→ Tugas A: Tuliskan ulang tanpa perubahan bagian teks tentang perilaku generasi muda yang dibuka dengan kata-kata berisi "Memang harus kita" dan ditutup dengan "pesanan sang pejabat.".
→ Tugas B: Menurut teks tentang perilaku generasi muda, tawuran tidak lagi terbatas pada satu kalangan. Sebutkan semua kalangan atau lingkungan yang disebut telah dijangkau tawuran.
→ Tugas C: Teruskan teks tentang perilaku generasi muda dan demonstrasi mahasiswa mulai dari kalimat terakhirnya.

→ Teks halaman:
==============================

Memang harus kita akui ada diantara (oknum) generasi muda
saat ini yang mudah emosi dan lebih mengutamakan otot daripada akal pikiran.
Kita lihat saja, tawuran bukan lagi milik pelajar SMP dan SLTA tapi sudah
merambah dunia kampus (masih ingat kematian seorang mahasiswa di Universitas
Jambi, awal tahun 2002 akibat perkelahian didalam kampus). Atau kita jarang
(atau belum pernah) melihat demonstrasi yang santun dan tidak menggangu orang
lain baik kata-kata yang diucapkan dan prilaku yang ditampilkan. Kita juga
kadang-kadang jadi ragu apakah demonstrasi yang dilakukan mahasiswa murni untuk
kepentingan rakyat atau pesanan sang pejabat.

==============================

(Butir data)
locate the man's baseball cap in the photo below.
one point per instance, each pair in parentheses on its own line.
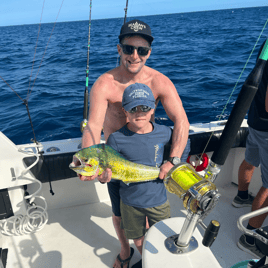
(137,94)
(136,27)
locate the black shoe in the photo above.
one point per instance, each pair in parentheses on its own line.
(137,264)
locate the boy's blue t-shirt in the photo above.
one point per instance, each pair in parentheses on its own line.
(146,149)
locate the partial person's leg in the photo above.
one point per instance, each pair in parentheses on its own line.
(245,173)
(260,201)
(125,248)
(138,243)
(125,252)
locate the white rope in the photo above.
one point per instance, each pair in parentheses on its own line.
(36,215)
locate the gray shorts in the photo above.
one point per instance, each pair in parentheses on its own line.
(257,152)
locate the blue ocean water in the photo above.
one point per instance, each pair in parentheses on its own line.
(203,53)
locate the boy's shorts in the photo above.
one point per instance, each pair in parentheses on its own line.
(113,189)
(257,152)
(114,185)
(134,219)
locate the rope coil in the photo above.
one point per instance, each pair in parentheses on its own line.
(36,215)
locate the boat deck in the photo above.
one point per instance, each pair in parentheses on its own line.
(83,236)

==============================

→ Jawaban A:
Memang harus kita akui ada diantara (oknum) generasi muda
saat ini yang mudah emosi dan lebih mengutamakan otot daripada akal pikiran.
Kita lihat saja, tawuran bukan lagi milik pelajar SMP dan SLTA tapi sudah
merambah dunia kampus (masih ingat kematian seorang mahasiswa di Universitas
Jambi, awal tahun 2002 akibat perkelahian didalam kampus). Atau kita jarang
(atau belum pernah) melihat demonstrasi yang santun dan tidak menggangu orang
lain baik kata-kata yang diucapkan dan prilaku yang ditampilkan. Kita juga
kadang-kadang jadi ragu apakah demonstrasi yang dilakukan mahasiswa murni untuk
kepentingan rakyat atau pesanan sang pejabat.

→ Jawaban B:
- Pelajar SMP
- Pelajar SLTA
- Dunia kampus

→ Jawaban C:
Selain itu, berita-berita mengenai tindakan pencurian
kendaraan baik roda dua maupun empat, penguna narkoba atau bahkan pengedar,
pemerasan dan perampokan yang hampir setiap hari mewarnai tiap lini kehidupan
di negara kita tercinta ini banyak dilakukan oleh oknum golongan terpelajar.
Semua ini jadi tanda tanya besar kenapa hal tersebut terjadi?. Apakah dunia
Pendidikan (dari SD sampai PT) kita sudah tidak lagi mengajarkan tata susila
dan prinsip saling sayang - menyayangi kepada siswa atau mahasiswanya atau
kurikulum pendidikan tinggi sudah melupakan prinsip kerukunan antar sesama?
Atau inikah hasil dari sistim pendidikan kita selama ini ? atau Inikah akibat
perilaku para pejabat kita?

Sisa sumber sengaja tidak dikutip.